TEXT BLOCK.
◇ ◇ ◇ ◇ ◇ ◇ ◇

Even when Vegas gets lucky, it's not lucky enough to win.

So three games into the Final, we begin to wonder whether the Golden Knights' luck has indeed run out, because they used to manufacture it themselves, and the coffers look empty.

They'd roll four effective lines. They'd swarm the opposing net. Even in games when the possession numbers would swing in their opponent's direction, the Knights would come out unscathed, thanks to limiting high-danger chances, taking care of the puck and allowing Marc-Andre Fleury to be the best player on the ice most nights.

That team has yet to appear in the Stanley Cup Final. For example, here's what Game 3 looked like from a shot-generation perspective.

"I think we're just not playing our identity," said defenseman Deryk Engelland.

There's a reason for that: The Capitals aren't allowing them to play it. A few examples:

They aren't rolling four effective lines. The Jonathan Marchessault line is getting its chances, and Ryan Reaves' "International Line" continues to produce above expectations for a fourth line. But the Golden Knights' second line -- David Perron, Erik Haula and James Neal -- is getting devoured by the Evgeny Kuznetsov, Alex Ovechkin and Tom Wilson line. The gazelle put up a better fight against the lion in those National Geographic specials.

"I think every night it's just one or two lines that show up," Marchessault said, "I think that's not good for our group. We definitely need better from everybody."

They've lost the front of the net on offense. Six of the Golden Knights' 10 goals against the Winnipeg Jets were scored on the doorstep of goalie Connor Hellebuyck. Four of their six goals in Game 1 against the Capitals were scored in the same manner against Braden Holtby. Since then, they've not only failed to score from close proximity but are hardly getting chances: Those pinpoint passes to the front of the net now harmlessly slide through the attacking zone, frequently to the Capitals' sticks. Their timing is off -- and it's Washington's doing.

"That was one adjustment [we made]," said center Jay Beagle. "If you watched Game 1, they were in the interior. They were getting to our net, and we didn't like [that]. They have that triangle offense: From behind the net, they take it to the net pretty hard, and they have that third guy lower than some teams. We wanted to make sure we were boxing them out better, getting to the interior and protecting our net."

◇ ◇ ◇ ◇ ◇ ◇ ◇

DESCRIPTION OF THE TASK. Please translate this sentence from the hockey article into Spanish: "Even when Vegas gets lucky, it's not lucky enough to win."

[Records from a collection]
◇ ◇ ◇ ◇ ◇ ◇ ◇

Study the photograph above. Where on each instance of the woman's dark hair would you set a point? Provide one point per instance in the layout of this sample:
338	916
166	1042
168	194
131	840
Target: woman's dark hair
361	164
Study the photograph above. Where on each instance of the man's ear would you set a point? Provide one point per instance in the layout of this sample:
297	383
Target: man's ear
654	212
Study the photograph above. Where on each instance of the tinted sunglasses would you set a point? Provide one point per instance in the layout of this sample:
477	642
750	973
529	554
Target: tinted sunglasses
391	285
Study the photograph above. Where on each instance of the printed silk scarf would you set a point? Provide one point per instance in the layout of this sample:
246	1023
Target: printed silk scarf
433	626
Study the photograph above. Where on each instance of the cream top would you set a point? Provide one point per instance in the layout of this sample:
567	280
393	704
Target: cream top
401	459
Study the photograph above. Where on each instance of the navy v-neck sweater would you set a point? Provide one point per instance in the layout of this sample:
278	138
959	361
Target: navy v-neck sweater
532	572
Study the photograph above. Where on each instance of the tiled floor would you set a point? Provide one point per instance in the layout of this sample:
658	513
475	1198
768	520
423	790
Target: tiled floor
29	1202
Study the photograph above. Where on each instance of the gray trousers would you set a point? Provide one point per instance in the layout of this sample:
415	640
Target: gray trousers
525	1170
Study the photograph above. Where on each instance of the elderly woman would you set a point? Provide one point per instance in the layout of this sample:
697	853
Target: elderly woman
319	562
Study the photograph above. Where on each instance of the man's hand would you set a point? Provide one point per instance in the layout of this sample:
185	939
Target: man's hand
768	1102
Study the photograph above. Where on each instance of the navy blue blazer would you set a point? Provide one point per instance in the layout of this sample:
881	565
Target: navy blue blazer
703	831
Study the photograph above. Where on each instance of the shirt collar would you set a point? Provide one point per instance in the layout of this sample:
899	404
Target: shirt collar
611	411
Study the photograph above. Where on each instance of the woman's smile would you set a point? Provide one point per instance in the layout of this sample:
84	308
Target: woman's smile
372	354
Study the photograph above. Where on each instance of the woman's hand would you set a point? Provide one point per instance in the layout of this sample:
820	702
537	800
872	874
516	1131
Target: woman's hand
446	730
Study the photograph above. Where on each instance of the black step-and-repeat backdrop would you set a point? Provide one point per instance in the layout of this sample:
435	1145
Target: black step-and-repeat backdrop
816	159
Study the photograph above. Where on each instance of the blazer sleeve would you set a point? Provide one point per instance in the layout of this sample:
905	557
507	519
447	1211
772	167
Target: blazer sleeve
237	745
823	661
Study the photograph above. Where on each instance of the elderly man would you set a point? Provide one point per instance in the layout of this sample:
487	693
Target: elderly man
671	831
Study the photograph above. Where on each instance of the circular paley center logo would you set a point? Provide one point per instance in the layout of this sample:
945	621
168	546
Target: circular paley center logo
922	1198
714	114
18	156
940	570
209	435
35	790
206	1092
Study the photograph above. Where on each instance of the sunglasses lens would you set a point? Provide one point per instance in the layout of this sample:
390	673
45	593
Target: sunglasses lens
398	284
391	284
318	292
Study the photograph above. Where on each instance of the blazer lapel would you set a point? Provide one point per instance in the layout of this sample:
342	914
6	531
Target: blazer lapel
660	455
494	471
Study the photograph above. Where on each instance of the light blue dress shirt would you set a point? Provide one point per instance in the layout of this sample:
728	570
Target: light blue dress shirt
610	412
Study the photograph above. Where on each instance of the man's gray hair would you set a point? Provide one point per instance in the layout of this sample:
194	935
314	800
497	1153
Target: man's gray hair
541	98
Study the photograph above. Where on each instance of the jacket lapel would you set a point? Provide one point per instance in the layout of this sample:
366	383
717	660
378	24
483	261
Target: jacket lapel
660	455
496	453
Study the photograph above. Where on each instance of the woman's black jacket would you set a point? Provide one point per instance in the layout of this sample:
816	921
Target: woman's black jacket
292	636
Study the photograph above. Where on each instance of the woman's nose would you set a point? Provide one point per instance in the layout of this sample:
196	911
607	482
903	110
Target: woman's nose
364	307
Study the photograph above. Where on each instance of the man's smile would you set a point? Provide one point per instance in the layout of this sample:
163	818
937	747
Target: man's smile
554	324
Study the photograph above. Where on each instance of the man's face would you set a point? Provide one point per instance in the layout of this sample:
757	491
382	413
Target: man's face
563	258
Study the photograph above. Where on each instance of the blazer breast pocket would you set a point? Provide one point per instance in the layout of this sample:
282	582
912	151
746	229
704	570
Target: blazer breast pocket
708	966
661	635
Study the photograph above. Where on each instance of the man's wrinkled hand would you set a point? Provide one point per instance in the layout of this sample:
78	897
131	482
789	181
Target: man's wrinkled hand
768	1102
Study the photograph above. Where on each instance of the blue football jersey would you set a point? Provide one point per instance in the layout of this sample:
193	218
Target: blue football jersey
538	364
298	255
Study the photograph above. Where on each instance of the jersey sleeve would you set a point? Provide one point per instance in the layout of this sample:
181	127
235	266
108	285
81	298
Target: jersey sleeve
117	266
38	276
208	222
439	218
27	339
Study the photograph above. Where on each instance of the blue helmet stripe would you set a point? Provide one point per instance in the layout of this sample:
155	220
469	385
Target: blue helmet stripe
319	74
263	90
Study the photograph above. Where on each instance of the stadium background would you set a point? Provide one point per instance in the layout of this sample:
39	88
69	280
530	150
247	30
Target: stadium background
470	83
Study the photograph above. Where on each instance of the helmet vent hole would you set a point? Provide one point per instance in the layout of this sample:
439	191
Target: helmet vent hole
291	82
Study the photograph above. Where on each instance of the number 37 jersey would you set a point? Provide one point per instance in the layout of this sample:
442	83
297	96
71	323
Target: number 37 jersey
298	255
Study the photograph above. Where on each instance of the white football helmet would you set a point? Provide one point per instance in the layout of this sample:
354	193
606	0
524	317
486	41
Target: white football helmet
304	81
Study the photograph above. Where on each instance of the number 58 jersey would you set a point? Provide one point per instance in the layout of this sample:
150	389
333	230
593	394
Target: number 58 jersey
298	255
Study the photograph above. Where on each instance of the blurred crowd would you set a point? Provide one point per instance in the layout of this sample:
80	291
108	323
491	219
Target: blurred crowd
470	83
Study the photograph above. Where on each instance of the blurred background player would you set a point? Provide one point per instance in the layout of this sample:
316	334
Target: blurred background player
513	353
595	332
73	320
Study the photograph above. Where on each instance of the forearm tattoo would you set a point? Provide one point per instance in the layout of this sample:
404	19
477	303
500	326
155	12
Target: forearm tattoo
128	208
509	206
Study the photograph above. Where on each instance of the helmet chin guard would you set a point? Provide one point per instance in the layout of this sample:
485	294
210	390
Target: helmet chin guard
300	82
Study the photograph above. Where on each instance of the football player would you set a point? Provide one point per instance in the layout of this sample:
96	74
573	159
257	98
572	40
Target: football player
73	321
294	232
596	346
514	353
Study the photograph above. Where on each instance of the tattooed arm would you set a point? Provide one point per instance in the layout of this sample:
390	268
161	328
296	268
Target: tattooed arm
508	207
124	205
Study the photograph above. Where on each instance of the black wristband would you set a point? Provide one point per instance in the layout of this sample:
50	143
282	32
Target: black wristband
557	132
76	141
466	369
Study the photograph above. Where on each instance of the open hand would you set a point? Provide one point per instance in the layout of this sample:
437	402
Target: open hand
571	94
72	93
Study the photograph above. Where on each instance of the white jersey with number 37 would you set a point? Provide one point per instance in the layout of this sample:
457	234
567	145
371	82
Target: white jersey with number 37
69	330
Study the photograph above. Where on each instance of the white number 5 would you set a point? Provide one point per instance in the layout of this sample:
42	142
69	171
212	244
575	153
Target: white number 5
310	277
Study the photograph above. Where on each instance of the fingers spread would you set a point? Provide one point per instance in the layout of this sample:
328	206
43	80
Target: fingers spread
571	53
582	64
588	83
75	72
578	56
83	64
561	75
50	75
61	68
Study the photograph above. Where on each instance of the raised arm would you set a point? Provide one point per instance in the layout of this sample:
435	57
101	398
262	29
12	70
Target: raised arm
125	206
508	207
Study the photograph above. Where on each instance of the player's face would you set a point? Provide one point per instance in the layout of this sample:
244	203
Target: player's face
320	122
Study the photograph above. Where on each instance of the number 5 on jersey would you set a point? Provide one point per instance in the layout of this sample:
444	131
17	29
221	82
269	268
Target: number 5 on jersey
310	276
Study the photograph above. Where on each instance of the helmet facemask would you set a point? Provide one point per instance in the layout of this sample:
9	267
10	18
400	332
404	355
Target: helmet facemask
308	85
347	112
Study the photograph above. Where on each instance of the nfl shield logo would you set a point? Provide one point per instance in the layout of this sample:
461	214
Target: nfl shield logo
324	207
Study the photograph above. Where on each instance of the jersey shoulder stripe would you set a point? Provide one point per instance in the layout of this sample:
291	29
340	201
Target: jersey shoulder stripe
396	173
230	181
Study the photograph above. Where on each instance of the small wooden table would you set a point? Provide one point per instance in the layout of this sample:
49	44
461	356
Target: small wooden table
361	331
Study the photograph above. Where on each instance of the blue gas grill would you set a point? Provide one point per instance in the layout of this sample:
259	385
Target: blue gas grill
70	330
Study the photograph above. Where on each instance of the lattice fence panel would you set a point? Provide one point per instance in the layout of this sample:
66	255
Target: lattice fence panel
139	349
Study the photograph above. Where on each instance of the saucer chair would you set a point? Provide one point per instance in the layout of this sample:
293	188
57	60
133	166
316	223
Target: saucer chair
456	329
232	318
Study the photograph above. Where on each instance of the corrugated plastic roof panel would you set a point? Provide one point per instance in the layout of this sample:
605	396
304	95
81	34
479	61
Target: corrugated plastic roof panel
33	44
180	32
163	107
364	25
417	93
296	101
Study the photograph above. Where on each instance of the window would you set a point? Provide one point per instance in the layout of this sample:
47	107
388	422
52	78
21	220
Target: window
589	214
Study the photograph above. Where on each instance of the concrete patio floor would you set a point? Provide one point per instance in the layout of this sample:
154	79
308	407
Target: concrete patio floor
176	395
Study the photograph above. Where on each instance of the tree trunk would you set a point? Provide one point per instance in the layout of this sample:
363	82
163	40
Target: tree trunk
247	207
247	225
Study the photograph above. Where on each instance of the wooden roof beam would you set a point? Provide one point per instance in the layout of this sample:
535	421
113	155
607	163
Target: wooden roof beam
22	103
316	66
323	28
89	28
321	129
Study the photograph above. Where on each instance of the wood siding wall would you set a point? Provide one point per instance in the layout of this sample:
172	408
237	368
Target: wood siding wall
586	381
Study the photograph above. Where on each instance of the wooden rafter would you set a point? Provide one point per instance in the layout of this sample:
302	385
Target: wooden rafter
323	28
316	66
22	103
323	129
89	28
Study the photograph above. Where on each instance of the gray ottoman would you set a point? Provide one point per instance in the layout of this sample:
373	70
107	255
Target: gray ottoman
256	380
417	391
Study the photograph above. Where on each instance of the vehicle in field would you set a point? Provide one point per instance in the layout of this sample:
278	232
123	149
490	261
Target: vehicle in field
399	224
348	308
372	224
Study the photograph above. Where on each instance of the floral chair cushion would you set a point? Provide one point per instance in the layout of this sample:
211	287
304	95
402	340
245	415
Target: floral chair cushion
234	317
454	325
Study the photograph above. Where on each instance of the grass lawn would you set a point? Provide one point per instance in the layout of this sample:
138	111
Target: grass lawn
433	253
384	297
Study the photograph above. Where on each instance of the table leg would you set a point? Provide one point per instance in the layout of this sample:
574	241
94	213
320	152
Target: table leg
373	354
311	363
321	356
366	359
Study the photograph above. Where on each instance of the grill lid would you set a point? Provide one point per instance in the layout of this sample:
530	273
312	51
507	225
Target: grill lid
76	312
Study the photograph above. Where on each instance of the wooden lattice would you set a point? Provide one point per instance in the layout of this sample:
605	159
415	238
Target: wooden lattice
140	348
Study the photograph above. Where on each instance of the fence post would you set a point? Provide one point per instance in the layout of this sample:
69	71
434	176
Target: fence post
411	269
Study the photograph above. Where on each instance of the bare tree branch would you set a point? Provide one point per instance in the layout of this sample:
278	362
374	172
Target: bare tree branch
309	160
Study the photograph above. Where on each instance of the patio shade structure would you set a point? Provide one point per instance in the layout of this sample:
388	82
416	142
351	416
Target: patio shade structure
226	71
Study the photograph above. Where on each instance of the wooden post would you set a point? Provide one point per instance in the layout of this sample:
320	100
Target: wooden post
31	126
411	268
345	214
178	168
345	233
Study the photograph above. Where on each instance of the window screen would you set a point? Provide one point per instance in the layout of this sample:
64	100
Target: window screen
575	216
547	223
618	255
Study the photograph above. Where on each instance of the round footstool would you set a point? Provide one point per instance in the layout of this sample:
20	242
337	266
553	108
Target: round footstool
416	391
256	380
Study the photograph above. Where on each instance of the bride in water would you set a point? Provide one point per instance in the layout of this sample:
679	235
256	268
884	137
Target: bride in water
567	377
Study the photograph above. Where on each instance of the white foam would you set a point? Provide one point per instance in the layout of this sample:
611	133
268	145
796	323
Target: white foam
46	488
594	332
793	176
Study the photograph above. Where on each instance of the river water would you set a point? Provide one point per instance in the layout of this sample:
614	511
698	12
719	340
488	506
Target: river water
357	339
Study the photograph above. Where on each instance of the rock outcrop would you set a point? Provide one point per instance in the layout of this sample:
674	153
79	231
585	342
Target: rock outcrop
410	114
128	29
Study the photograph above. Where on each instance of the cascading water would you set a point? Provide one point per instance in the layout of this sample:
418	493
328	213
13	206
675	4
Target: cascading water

◇ ◇ ◇ ◇ ◇ ◇ ◇

EXERCISE RESULT. Incluso cuando Vegas tiene suerte, no tiene la suficiente para ganar.